Request
Rewrite all the records below, changing every "one marker per instance" to "one dot for each one" and keeping everything else the same. Leave out the pictures.

Data for this exercise
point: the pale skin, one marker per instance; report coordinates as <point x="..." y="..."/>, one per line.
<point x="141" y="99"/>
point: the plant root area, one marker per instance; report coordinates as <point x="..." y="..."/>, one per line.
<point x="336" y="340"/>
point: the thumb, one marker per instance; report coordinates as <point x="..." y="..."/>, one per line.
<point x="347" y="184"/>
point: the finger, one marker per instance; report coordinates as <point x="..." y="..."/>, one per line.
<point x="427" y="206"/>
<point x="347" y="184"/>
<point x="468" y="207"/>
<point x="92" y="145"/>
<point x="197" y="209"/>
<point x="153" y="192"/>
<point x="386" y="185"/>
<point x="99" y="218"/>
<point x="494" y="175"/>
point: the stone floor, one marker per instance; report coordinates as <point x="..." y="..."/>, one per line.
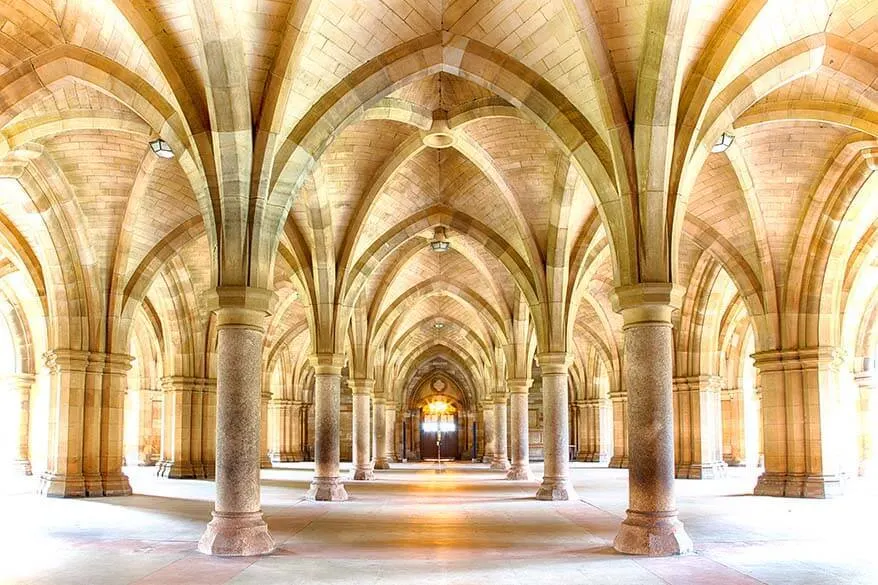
<point x="413" y="525"/>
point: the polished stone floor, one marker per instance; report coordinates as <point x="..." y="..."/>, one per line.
<point x="412" y="525"/>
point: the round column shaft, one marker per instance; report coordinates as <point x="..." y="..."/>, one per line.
<point x="362" y="467"/>
<point x="500" y="460"/>
<point x="327" y="485"/>
<point x="237" y="528"/>
<point x="379" y="430"/>
<point x="519" y="435"/>
<point x="556" y="434"/>
<point x="651" y="526"/>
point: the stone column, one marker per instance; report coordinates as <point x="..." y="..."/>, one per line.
<point x="733" y="427"/>
<point x="619" y="401"/>
<point x="297" y="420"/>
<point x="176" y="462"/>
<point x="866" y="384"/>
<point x="264" y="459"/>
<point x="390" y="429"/>
<point x="500" y="460"/>
<point x="556" y="435"/>
<point x="327" y="485"/>
<point x="379" y="433"/>
<point x="698" y="426"/>
<point x="488" y="430"/>
<point x="64" y="473"/>
<point x="651" y="526"/>
<point x="207" y="386"/>
<point x="520" y="436"/>
<point x="114" y="384"/>
<point x="605" y="430"/>
<point x="361" y="390"/>
<point x="800" y="393"/>
<point x="238" y="528"/>
<point x="19" y="385"/>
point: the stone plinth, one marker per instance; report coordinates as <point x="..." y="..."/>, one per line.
<point x="651" y="526"/>
<point x="556" y="477"/>
<point x="327" y="485"/>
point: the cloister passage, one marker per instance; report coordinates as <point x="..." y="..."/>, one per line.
<point x="467" y="525"/>
<point x="317" y="243"/>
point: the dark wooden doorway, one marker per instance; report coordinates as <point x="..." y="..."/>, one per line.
<point x="429" y="450"/>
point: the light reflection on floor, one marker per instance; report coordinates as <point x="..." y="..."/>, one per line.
<point x="413" y="525"/>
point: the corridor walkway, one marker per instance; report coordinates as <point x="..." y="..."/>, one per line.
<point x="467" y="525"/>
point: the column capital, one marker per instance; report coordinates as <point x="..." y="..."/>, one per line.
<point x="647" y="303"/>
<point x="66" y="359"/>
<point x="240" y="306"/>
<point x="20" y="382"/>
<point x="799" y="358"/>
<point x="327" y="364"/>
<point x="361" y="385"/>
<point x="555" y="362"/>
<point x="519" y="385"/>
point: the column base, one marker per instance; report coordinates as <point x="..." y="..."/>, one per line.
<point x="798" y="486"/>
<point x="209" y="470"/>
<point x="286" y="457"/>
<point x="617" y="462"/>
<point x="519" y="472"/>
<point x="556" y="489"/>
<point x="174" y="470"/>
<point x="327" y="489"/>
<point x="236" y="535"/>
<point x="54" y="485"/>
<point x="116" y="485"/>
<point x="655" y="534"/>
<point x="362" y="473"/>
<point x="94" y="485"/>
<point x="500" y="464"/>
<point x="715" y="470"/>
<point x="21" y="467"/>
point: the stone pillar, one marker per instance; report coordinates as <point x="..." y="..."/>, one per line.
<point x="800" y="394"/>
<point x="519" y="435"/>
<point x="327" y="485"/>
<point x="237" y="527"/>
<point x="866" y="384"/>
<point x="112" y="453"/>
<point x="556" y="435"/>
<point x="19" y="386"/>
<point x="389" y="429"/>
<point x="264" y="459"/>
<point x="581" y="430"/>
<point x="207" y="386"/>
<point x="379" y="433"/>
<point x="500" y="460"/>
<point x="64" y="473"/>
<point x="361" y="390"/>
<point x="176" y="462"/>
<point x="297" y="440"/>
<point x="281" y="430"/>
<point x="698" y="426"/>
<point x="734" y="417"/>
<point x="488" y="430"/>
<point x="619" y="401"/>
<point x="651" y="526"/>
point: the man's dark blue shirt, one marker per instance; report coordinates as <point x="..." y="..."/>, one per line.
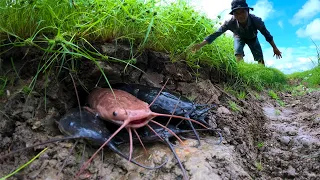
<point x="248" y="32"/>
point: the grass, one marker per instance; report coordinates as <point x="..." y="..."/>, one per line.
<point x="23" y="166"/>
<point x="3" y="84"/>
<point x="65" y="31"/>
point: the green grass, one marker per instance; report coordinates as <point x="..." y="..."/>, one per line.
<point x="65" y="32"/>
<point x="273" y="95"/>
<point x="309" y="78"/>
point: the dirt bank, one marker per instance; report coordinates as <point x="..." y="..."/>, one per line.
<point x="258" y="142"/>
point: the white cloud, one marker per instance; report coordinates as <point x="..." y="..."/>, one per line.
<point x="310" y="9"/>
<point x="312" y="30"/>
<point x="263" y="9"/>
<point x="280" y="23"/>
<point x="212" y="9"/>
<point x="293" y="59"/>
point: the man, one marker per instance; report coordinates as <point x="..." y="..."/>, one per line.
<point x="244" y="27"/>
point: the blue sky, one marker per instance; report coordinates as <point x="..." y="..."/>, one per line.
<point x="292" y="23"/>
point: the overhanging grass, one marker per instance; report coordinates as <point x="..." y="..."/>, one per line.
<point x="64" y="30"/>
<point x="258" y="76"/>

Result of this task
point: the pale skin, one dot for each one; report coordinates as <point x="..." y="..."/>, one per line.
<point x="141" y="99"/>
point: the plant root area, one dot for each one; report coordinates as <point x="..." y="..."/>, one per line.
<point x="336" y="340"/>
point: the thumb, one dot for each one; report coordinates as <point x="..." y="..."/>, one per line.
<point x="347" y="184"/>
point: the finger, one dot for each one; report coordinates as <point x="..." y="..."/>, one per line.
<point x="427" y="206"/>
<point x="347" y="184"/>
<point x="468" y="207"/>
<point x="92" y="145"/>
<point x="197" y="209"/>
<point x="153" y="192"/>
<point x="386" y="185"/>
<point x="99" y="218"/>
<point x="494" y="175"/>
point: the stone floor, one dot for each one; report coordinates as <point x="..." y="..."/>, one per line.
<point x="413" y="525"/>
point: the polished stone floor, one dot for each one; report coordinates as <point x="..." y="..."/>, one per line.
<point x="412" y="525"/>
point: the round column shaft, one dot for each one; report coordinates as <point x="..." y="..."/>, one per line.
<point x="362" y="467"/>
<point x="500" y="460"/>
<point x="327" y="485"/>
<point x="237" y="528"/>
<point x="379" y="430"/>
<point x="519" y="435"/>
<point x="556" y="434"/>
<point x="651" y="526"/>
point: the stone column, one dot for each one; report coordinates as <point x="..." y="..."/>, one per line.
<point x="733" y="427"/>
<point x="619" y="401"/>
<point x="297" y="420"/>
<point x="176" y="462"/>
<point x="866" y="384"/>
<point x="264" y="459"/>
<point x="390" y="429"/>
<point x="500" y="460"/>
<point x="556" y="435"/>
<point x="327" y="485"/>
<point x="379" y="433"/>
<point x="698" y="426"/>
<point x="488" y="430"/>
<point x="64" y="473"/>
<point x="651" y="526"/>
<point x="207" y="386"/>
<point x="520" y="436"/>
<point x="114" y="384"/>
<point x="605" y="430"/>
<point x="361" y="390"/>
<point x="800" y="393"/>
<point x="238" y="528"/>
<point x="19" y="385"/>
point: the stone plinth, one dot for each one; report coordinates as <point x="..." y="..."/>, one per line.
<point x="651" y="526"/>
<point x="556" y="477"/>
<point x="327" y="485"/>
point: the cloister passage, one dot for each one; report coordinates as <point x="..." y="..."/>, one per line.
<point x="467" y="525"/>
<point x="317" y="243"/>
point: the dark wooden doorway, one dot for each one; report coordinates as <point x="..." y="..."/>, one per line.
<point x="429" y="450"/>
point: the light reflection on floor, one dot for each one; report coordinates as <point x="..." y="..."/>, one per line.
<point x="413" y="525"/>
point: the corridor walkway, one dot for each one; report coordinates as <point x="..." y="..."/>, one per line.
<point x="467" y="525"/>
point: the column capital, one dot for each one; report coordinates as <point x="..." y="..."/>, one per line.
<point x="647" y="303"/>
<point x="66" y="359"/>
<point x="240" y="306"/>
<point x="20" y="382"/>
<point x="799" y="358"/>
<point x="327" y="364"/>
<point x="361" y="385"/>
<point x="555" y="362"/>
<point x="519" y="385"/>
point: the column base, one dot for each one; report coordinates as <point x="..." y="..."/>, one per line.
<point x="798" y="486"/>
<point x="209" y="470"/>
<point x="286" y="457"/>
<point x="617" y="462"/>
<point x="519" y="472"/>
<point x="556" y="489"/>
<point x="174" y="470"/>
<point x="327" y="489"/>
<point x="236" y="535"/>
<point x="54" y="485"/>
<point x="116" y="485"/>
<point x="655" y="534"/>
<point x="362" y="473"/>
<point x="94" y="485"/>
<point x="500" y="464"/>
<point x="715" y="470"/>
<point x="21" y="467"/>
point: the stone pillar, one dot for each one; report coordinates as <point x="..." y="..."/>, one per line.
<point x="800" y="394"/>
<point x="519" y="435"/>
<point x="327" y="485"/>
<point x="237" y="527"/>
<point x="866" y="384"/>
<point x="112" y="453"/>
<point x="556" y="435"/>
<point x="19" y="386"/>
<point x="389" y="429"/>
<point x="264" y="459"/>
<point x="581" y="430"/>
<point x="207" y="386"/>
<point x="379" y="433"/>
<point x="500" y="460"/>
<point x="64" y="473"/>
<point x="361" y="390"/>
<point x="176" y="462"/>
<point x="297" y="440"/>
<point x="281" y="430"/>
<point x="698" y="426"/>
<point x="734" y="417"/>
<point x="488" y="430"/>
<point x="619" y="401"/>
<point x="651" y="526"/>
point: the man's dark blue shirt, one dot for each one; report coordinates as <point x="..." y="..."/>, one per line.
<point x="248" y="32"/>
point: the grass, one dot for each one; report coordinates as <point x="..." y="..."/>, one per line.
<point x="23" y="166"/>
<point x="3" y="84"/>
<point x="65" y="31"/>
point: the green grass, one dot for each one; report coordinates as <point x="..." y="..."/>, one per line.
<point x="65" y="32"/>
<point x="273" y="95"/>
<point x="309" y="78"/>
point: the dirt bank, one dot for each one; report coordinates as <point x="..." y="..."/>, one per line.
<point x="258" y="142"/>
point: the white cloud, one dot for each one; report coordinates as <point x="..." y="..."/>, one per line.
<point x="310" y="9"/>
<point x="312" y="30"/>
<point x="263" y="9"/>
<point x="280" y="23"/>
<point x="212" y="9"/>
<point x="293" y="59"/>
point: the man, one dot for each one; report coordinates as <point x="..." y="..."/>, one per line.
<point x="244" y="27"/>
point: the blue sky, one dot for each one; report coordinates as <point x="..." y="..."/>, one per line.
<point x="292" y="23"/>
point: the overhanging grass, one dot for each one; report coordinates as <point x="..." y="..."/>, one per line.
<point x="64" y="30"/>
<point x="258" y="76"/>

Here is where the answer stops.